+++ GIVEN ENTRIES +++

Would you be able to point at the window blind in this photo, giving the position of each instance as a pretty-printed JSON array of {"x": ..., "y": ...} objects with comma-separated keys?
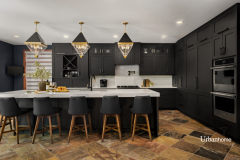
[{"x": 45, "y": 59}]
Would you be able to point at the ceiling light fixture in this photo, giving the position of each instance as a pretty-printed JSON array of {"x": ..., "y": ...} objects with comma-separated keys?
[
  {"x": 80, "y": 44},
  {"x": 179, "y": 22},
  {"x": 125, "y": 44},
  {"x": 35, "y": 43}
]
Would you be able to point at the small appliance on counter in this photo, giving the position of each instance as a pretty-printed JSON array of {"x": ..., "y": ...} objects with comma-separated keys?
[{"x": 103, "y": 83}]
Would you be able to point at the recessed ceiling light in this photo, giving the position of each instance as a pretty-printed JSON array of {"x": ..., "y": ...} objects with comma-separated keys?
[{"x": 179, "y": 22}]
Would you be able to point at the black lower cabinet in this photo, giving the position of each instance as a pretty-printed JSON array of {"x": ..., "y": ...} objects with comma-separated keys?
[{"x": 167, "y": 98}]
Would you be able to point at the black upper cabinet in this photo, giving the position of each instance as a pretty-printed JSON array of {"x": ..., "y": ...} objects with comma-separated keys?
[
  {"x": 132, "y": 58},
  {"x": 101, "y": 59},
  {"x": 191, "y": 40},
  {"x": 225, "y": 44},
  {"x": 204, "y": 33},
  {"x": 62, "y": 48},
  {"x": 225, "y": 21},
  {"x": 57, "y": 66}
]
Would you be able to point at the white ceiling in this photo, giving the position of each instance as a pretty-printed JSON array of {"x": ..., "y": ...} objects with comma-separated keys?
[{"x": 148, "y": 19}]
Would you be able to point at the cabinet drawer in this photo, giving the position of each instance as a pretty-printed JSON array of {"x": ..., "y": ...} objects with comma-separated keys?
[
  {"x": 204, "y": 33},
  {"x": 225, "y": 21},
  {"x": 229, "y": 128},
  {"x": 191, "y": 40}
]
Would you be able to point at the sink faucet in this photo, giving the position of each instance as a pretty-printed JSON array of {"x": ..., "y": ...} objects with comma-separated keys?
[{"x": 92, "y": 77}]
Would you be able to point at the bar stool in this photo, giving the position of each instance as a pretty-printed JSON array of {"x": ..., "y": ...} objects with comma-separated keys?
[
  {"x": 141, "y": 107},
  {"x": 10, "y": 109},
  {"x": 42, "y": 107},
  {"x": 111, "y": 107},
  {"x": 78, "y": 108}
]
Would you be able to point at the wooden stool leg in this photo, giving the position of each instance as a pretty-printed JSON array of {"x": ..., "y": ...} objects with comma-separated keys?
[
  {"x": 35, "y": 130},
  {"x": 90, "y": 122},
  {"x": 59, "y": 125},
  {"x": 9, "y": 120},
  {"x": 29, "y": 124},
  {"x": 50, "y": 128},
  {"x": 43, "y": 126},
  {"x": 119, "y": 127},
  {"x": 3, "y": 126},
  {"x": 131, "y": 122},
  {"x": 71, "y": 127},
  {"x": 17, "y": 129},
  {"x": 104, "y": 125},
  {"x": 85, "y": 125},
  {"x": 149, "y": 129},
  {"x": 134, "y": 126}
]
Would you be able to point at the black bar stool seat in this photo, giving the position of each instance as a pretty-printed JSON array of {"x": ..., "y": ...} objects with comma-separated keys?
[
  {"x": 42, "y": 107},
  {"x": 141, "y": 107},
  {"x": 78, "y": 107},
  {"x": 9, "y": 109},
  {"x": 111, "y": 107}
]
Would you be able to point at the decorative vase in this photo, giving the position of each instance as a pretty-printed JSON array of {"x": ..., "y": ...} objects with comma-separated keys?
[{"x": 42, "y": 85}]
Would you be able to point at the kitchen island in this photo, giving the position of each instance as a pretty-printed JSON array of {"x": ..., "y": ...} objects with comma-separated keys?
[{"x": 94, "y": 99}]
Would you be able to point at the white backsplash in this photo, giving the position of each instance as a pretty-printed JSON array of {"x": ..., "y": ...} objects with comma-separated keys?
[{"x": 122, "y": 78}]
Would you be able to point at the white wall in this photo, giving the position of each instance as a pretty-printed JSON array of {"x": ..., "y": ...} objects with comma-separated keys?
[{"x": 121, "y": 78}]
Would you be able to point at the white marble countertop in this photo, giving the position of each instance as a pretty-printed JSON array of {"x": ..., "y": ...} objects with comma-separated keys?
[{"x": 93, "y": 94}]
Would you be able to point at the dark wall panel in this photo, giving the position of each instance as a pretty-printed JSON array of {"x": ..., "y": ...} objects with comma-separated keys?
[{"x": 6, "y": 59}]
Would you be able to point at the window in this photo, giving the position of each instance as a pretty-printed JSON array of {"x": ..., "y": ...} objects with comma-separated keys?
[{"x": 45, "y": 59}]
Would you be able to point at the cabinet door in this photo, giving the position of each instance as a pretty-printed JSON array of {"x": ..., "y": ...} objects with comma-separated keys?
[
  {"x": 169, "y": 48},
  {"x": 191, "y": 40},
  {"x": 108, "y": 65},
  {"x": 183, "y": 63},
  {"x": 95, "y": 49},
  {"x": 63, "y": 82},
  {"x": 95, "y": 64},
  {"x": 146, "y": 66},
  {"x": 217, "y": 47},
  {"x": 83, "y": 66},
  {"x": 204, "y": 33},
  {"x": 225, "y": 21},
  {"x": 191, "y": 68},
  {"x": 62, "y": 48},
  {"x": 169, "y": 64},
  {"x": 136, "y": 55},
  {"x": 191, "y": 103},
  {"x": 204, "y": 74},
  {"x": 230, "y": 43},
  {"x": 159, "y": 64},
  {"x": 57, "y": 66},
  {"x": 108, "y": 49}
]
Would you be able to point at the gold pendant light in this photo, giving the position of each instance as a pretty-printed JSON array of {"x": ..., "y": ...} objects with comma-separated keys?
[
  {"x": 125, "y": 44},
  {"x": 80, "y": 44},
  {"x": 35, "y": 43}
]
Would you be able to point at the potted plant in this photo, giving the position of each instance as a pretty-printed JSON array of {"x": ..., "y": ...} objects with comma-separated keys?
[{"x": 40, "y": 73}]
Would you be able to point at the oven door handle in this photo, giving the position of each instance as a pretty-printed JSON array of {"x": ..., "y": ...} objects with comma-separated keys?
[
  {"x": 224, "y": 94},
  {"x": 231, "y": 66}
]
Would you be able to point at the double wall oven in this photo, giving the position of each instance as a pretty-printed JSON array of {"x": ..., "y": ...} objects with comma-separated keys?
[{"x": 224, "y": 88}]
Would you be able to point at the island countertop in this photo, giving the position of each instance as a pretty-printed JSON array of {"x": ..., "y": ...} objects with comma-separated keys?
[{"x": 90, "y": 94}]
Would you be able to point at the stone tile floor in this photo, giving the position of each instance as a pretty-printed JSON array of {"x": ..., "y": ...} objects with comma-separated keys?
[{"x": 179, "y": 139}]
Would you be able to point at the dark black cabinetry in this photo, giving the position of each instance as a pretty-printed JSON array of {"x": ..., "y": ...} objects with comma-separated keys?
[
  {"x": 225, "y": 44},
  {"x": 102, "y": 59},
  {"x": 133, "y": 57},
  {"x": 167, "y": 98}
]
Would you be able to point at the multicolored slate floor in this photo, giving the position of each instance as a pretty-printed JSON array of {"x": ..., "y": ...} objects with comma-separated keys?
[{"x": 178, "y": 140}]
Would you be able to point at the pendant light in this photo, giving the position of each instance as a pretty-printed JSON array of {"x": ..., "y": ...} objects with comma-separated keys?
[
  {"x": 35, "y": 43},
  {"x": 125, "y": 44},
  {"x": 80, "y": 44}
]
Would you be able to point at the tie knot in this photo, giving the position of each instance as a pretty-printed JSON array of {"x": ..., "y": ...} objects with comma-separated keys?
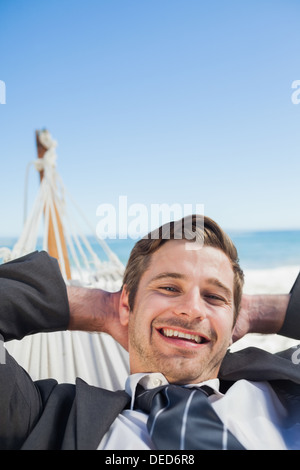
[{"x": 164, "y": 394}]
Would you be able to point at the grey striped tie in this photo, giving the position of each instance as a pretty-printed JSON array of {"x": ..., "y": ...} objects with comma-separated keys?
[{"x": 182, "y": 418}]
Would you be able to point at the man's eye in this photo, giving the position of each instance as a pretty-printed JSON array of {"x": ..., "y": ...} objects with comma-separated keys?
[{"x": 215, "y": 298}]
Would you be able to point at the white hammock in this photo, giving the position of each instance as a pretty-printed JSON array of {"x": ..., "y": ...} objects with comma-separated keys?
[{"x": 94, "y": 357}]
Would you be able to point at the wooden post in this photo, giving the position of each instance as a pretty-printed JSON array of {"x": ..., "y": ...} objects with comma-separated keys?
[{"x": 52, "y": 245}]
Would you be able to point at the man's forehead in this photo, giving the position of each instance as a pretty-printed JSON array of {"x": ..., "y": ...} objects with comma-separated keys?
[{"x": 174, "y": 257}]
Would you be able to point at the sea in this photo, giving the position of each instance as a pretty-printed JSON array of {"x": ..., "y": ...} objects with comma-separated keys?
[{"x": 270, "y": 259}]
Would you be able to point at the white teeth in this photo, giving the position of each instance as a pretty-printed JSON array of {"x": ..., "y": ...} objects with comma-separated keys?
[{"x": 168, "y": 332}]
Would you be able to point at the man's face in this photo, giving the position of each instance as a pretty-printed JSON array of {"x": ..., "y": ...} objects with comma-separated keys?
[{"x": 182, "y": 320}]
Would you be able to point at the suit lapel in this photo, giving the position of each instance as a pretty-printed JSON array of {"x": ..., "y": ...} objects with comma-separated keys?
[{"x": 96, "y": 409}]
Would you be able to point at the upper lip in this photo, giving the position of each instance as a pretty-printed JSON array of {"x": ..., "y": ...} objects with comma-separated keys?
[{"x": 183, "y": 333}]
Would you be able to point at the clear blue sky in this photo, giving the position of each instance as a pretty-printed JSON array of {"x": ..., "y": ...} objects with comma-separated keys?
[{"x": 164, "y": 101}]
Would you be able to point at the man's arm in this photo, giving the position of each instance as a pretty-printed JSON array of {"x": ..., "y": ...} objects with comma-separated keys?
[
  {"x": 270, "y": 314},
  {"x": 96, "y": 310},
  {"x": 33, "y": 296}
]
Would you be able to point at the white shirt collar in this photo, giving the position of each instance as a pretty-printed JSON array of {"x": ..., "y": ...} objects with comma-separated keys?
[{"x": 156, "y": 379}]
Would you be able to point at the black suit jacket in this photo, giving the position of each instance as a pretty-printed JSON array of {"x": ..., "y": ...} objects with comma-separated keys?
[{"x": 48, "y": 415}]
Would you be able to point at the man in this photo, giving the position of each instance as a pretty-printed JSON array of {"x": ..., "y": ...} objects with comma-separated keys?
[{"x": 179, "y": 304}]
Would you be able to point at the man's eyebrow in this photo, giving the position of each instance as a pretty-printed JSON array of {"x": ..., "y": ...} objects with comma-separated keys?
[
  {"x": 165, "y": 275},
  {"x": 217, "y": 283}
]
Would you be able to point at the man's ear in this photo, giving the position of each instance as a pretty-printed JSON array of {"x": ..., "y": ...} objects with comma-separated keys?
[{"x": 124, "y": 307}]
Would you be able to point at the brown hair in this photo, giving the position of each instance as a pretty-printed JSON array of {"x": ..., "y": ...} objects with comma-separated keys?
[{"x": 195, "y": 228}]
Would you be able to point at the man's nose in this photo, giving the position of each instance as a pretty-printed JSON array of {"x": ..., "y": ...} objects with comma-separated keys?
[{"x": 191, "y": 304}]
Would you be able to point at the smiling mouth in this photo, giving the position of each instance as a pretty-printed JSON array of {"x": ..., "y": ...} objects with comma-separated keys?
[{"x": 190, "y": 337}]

+++
+++ GIVEN ENTRIES +++

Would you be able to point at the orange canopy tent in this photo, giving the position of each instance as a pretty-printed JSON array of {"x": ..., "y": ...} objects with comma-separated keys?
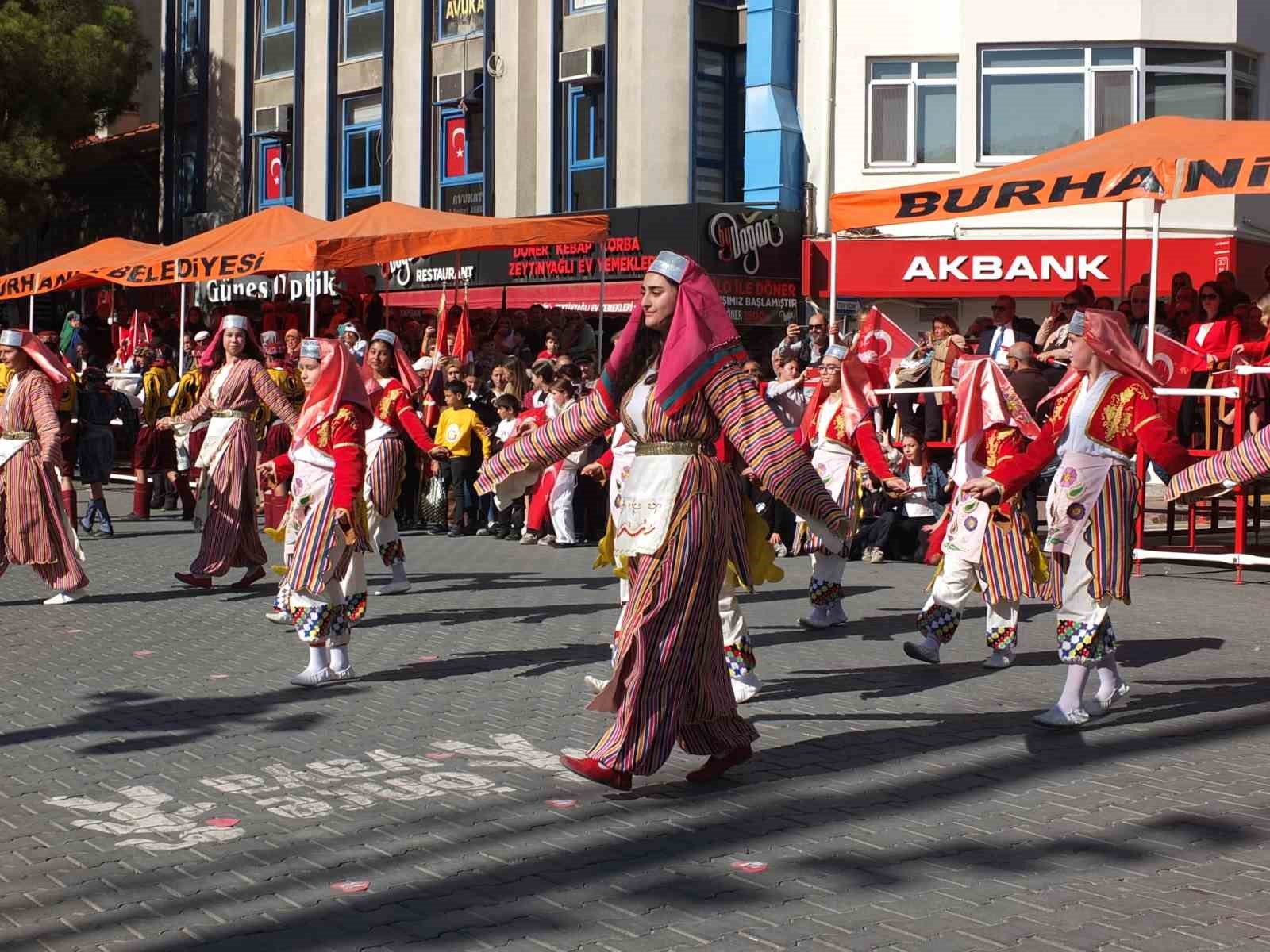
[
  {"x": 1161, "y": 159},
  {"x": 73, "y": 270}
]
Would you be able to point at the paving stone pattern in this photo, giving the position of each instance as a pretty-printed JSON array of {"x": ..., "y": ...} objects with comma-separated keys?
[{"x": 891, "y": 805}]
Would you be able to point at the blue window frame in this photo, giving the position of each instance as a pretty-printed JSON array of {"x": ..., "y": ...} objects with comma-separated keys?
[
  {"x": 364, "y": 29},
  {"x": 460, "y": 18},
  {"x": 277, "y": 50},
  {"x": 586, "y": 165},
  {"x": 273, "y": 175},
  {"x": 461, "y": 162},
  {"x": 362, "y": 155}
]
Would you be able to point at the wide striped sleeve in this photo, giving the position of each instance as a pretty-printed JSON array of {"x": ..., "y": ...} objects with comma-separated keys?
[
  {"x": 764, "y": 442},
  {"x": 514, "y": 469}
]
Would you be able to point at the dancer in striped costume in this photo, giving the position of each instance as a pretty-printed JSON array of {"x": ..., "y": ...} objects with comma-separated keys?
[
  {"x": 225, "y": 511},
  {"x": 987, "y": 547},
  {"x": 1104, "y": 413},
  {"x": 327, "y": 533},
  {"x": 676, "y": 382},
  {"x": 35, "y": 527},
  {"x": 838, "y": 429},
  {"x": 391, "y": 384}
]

+++

SET PROBLEM
Count the lines in the entries above that contain the string "countertop", and reply with that number alone.

FULL RESPONSE
2